• _Requirements_:
Write out every line of the listing below again without changing anything.

(Dataset excerpt)
+ + + + +

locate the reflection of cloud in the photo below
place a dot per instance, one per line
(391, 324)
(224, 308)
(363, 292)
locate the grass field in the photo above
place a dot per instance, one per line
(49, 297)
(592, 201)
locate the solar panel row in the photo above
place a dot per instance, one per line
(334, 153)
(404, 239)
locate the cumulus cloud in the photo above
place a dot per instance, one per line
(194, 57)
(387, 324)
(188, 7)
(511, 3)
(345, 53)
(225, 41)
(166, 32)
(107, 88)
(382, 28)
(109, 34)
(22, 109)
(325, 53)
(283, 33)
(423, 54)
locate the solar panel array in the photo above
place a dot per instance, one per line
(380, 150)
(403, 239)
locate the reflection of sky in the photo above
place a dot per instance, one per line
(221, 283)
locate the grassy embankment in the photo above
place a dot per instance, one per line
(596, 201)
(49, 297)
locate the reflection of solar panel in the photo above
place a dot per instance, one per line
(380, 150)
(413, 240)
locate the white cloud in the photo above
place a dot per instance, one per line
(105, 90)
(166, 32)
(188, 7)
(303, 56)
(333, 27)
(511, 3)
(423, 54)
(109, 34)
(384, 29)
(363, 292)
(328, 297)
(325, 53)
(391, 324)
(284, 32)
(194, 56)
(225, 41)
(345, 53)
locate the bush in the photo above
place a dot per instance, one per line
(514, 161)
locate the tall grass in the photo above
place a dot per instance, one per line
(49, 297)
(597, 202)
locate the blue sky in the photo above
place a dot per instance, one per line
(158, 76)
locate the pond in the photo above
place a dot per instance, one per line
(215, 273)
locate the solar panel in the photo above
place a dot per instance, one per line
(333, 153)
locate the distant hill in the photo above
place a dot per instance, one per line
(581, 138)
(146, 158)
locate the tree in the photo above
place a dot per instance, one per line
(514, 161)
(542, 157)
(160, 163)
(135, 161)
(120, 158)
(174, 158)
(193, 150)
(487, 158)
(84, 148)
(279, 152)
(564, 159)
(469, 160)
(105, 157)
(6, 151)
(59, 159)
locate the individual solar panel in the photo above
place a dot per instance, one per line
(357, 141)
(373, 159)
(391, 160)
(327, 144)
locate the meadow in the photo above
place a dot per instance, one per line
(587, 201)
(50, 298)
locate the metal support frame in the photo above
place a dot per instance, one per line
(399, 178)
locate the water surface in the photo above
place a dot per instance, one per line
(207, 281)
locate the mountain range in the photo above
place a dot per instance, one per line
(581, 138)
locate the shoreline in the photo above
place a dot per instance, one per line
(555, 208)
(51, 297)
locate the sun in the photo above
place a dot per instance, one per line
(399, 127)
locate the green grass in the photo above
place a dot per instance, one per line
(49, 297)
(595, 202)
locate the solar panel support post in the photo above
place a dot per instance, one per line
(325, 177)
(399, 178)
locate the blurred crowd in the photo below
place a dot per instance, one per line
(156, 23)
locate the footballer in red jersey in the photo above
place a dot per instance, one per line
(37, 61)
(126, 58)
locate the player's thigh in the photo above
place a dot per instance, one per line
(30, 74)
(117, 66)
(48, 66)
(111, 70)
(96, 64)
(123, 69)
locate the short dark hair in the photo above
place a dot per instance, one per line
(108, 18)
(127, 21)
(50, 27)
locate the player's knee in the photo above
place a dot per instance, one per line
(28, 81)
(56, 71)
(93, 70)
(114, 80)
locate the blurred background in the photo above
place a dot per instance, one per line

+ + + + +

• _Final result_:
locate the reflection of cloud in the photo below
place a dot per instance, one per line
(391, 324)
(224, 308)
(363, 292)
locate the grass field in the photo above
place a dot per instance, one per line
(49, 297)
(592, 201)
locate the solar panel row in the photo above
place a dot per instance, one per line
(334, 153)
(404, 239)
locate the cumulus cloud in the photo above
place a dot per instance, one per line
(194, 57)
(387, 324)
(188, 7)
(511, 3)
(345, 53)
(225, 41)
(166, 32)
(107, 88)
(382, 28)
(109, 34)
(22, 109)
(325, 53)
(283, 33)
(423, 54)
locate the solar panel array in the photo above
place a dot per instance, one per line
(380, 150)
(403, 239)
locate the reflection of sky in the photo above
place a dot per instance, one per line
(221, 283)
locate the grassy embankment in the photo above
place a dot per instance, one per line
(596, 201)
(49, 297)
locate the reflection of solar panel in the photo above
place a dot per instance, one per line
(380, 150)
(413, 240)
locate the white cloud in the photo above
place a dot per instance, one per line
(105, 90)
(166, 32)
(188, 7)
(303, 56)
(333, 27)
(511, 3)
(423, 54)
(109, 34)
(384, 29)
(363, 292)
(328, 297)
(325, 53)
(391, 324)
(284, 32)
(194, 56)
(225, 41)
(345, 53)
locate the bush in the photo above
place a dot per instance, one per line
(514, 161)
locate the tall grass in the photo above
place a dot per instance, one per line
(49, 297)
(597, 202)
locate the blue sky in the photo above
place a dot per instance, one per line
(158, 76)
locate the pond in the photo above
place a dot per instance, one per line
(215, 273)
locate the solar panel in the photo above
place a dot per instance, one per line
(333, 153)
locate the distant hill in the photo above
place a dot per instance, one per line
(581, 138)
(146, 158)
locate the tree in the photo above
place a dot per instance, one per line
(514, 161)
(542, 157)
(160, 163)
(135, 161)
(120, 158)
(174, 158)
(193, 150)
(487, 158)
(84, 148)
(279, 152)
(564, 159)
(469, 160)
(105, 157)
(6, 151)
(59, 159)
locate the individual solar panel in the photo above
place a dot per instance, one per line
(357, 141)
(373, 159)
(391, 160)
(327, 144)
locate the meadow in the photo above
place a dot per instance, one per line
(587, 201)
(50, 298)
locate the metal support frame in the photo above
place a dot per instance, one per line
(399, 178)
locate the water surface in the photo above
place a dot per instance, one per line
(207, 281)
locate the mountain range in the photo above
place a dot per instance, one per line
(581, 138)
locate the shoreline in the photo above
place a dot per instance, one per line
(555, 208)
(51, 297)
locate the sun in the photo above
place a dot per instance, one per line
(399, 127)
locate the green grass in the photo above
place a dot per instance, one per line
(49, 297)
(595, 202)
locate the solar panel support post in the photo above
place a dot per instance, one per line
(325, 177)
(399, 178)
locate the blurred crowd in the photo below
place a dot per instance, one per line
(156, 23)
locate the footballer in red jersey in the photo above
place a dot per instance, one per line
(37, 61)
(126, 58)
locate the player's thigh in the photo above
place a dot per instance, one per line
(30, 74)
(117, 66)
(48, 66)
(111, 70)
(96, 64)
(123, 69)
locate the short dark hair in the photo above
place a dot per instance, one per line
(108, 18)
(127, 21)
(50, 27)
locate the player's knee in the photo above
place a dot per instance, one per line
(28, 81)
(56, 71)
(93, 70)
(114, 80)
locate the blurred background in the photo above
place a dot per instance, one per line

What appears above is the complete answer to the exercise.